Dataset excerpt
***
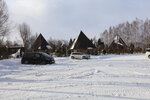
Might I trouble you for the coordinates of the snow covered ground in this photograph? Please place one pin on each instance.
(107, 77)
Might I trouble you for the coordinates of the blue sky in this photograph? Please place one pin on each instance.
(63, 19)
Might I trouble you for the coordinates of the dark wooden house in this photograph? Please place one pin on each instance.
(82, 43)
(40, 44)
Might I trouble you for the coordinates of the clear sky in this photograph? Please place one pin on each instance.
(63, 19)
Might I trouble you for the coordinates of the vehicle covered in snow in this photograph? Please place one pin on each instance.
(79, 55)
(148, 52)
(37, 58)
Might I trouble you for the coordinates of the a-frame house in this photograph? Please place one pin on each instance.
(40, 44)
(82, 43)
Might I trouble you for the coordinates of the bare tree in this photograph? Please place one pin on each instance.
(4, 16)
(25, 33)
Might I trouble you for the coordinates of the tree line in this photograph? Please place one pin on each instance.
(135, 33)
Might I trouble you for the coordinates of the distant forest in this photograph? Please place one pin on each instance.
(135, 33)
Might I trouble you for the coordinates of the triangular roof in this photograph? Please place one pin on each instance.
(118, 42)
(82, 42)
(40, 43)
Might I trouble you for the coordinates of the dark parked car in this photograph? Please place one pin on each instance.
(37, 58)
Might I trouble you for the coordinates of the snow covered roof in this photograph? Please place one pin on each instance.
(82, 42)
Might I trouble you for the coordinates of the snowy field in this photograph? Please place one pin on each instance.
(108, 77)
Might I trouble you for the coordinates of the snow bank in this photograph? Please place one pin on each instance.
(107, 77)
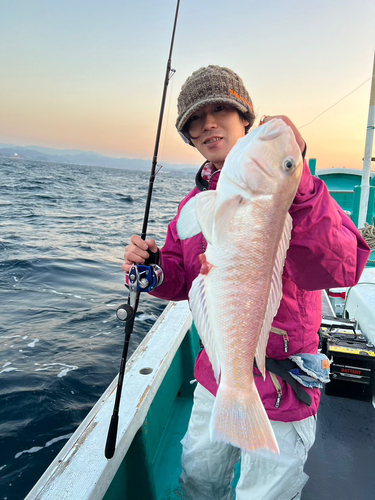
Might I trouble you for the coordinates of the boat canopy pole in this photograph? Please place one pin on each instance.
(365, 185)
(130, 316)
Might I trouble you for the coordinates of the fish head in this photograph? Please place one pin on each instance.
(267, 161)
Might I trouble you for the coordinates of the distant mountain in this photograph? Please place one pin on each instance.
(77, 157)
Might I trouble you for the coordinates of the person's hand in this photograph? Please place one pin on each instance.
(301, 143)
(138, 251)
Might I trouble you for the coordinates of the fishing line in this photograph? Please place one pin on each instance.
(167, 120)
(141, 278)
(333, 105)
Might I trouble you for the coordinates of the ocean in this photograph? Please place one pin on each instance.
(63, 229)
***
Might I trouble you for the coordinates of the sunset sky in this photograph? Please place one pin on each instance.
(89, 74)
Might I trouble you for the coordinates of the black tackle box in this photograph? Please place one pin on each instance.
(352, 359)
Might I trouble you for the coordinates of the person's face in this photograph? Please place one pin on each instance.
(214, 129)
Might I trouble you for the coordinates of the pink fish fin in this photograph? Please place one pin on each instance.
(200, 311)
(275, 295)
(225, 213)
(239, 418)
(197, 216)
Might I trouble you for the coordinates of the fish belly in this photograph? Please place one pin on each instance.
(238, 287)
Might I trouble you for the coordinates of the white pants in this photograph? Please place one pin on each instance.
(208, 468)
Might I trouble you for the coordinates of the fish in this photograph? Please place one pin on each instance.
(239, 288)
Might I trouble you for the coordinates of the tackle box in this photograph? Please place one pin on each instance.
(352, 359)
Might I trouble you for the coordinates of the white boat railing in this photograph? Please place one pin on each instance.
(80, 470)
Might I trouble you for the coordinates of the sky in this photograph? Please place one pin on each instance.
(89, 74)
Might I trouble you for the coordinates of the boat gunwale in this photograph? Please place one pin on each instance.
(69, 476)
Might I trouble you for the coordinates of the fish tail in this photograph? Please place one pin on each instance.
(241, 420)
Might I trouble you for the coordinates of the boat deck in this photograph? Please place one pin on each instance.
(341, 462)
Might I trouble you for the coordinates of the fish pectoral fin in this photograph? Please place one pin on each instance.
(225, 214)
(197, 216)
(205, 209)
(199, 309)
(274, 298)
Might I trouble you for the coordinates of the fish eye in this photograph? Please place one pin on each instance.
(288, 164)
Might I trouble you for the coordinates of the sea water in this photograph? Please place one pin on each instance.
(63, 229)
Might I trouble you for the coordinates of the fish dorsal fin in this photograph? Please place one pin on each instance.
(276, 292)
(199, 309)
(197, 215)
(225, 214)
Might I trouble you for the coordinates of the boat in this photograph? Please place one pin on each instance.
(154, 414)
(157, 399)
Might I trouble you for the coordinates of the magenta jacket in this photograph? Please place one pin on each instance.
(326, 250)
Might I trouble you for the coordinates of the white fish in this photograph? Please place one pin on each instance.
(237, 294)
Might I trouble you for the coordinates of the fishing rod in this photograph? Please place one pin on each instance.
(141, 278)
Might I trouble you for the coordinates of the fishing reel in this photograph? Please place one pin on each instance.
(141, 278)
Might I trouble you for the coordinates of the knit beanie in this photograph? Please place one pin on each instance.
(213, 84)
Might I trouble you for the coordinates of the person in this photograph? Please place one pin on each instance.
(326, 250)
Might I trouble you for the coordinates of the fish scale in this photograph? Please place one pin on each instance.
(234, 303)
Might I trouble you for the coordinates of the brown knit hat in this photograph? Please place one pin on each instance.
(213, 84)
***
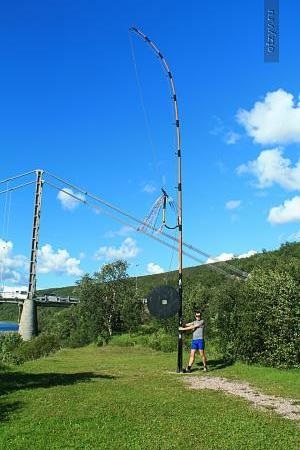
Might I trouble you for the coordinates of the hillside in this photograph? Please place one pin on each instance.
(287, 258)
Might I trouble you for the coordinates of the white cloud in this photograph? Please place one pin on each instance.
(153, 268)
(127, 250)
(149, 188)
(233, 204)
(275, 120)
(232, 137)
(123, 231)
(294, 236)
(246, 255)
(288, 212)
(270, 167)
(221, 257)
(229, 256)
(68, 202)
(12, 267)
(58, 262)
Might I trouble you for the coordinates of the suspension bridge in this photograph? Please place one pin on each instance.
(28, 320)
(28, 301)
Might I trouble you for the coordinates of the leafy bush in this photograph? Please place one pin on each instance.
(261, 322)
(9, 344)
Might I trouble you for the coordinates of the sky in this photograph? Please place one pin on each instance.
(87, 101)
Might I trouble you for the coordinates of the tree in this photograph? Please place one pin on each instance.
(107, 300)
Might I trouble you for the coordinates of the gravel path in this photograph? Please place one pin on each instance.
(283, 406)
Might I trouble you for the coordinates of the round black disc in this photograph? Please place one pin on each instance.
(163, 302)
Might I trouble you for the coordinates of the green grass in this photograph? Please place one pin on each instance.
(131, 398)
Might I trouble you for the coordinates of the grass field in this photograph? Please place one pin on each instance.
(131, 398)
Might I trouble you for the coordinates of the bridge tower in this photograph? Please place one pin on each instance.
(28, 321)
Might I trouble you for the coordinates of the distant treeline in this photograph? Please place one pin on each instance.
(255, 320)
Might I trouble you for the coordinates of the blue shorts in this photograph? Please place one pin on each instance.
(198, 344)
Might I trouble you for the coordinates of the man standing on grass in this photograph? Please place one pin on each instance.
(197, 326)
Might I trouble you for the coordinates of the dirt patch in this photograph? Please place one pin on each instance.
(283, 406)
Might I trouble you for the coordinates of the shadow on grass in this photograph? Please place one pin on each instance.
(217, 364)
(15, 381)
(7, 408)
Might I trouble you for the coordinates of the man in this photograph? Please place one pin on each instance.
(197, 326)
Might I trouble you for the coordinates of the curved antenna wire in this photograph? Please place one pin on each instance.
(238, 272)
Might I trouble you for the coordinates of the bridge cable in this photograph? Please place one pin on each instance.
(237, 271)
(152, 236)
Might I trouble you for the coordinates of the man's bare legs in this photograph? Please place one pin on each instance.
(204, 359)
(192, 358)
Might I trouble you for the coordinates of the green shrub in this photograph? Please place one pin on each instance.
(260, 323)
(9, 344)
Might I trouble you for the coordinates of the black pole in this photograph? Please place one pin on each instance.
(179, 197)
***
→ **Required task**
List each line of the entries above that contains the string "boat", matching case exactly.

→ **Reply to the exercise**
Might I trouble you for the coordinates of the boat canopy pole in this photograph? Please place one pin on each instance.
Might I trouble you for the coordinates of the white boat railing in this photograph? Please place one pin on each instance.
Might I trouble you for the coordinates of the boat gunwale in this photograph? Please place one pin on each instance.
Might I trouble you for the coordinates of the boat deck in this photograph? Please place one pin on each instance.
Might I trouble you for the coordinates of the boat in this photograph? Please place one pin on each instance.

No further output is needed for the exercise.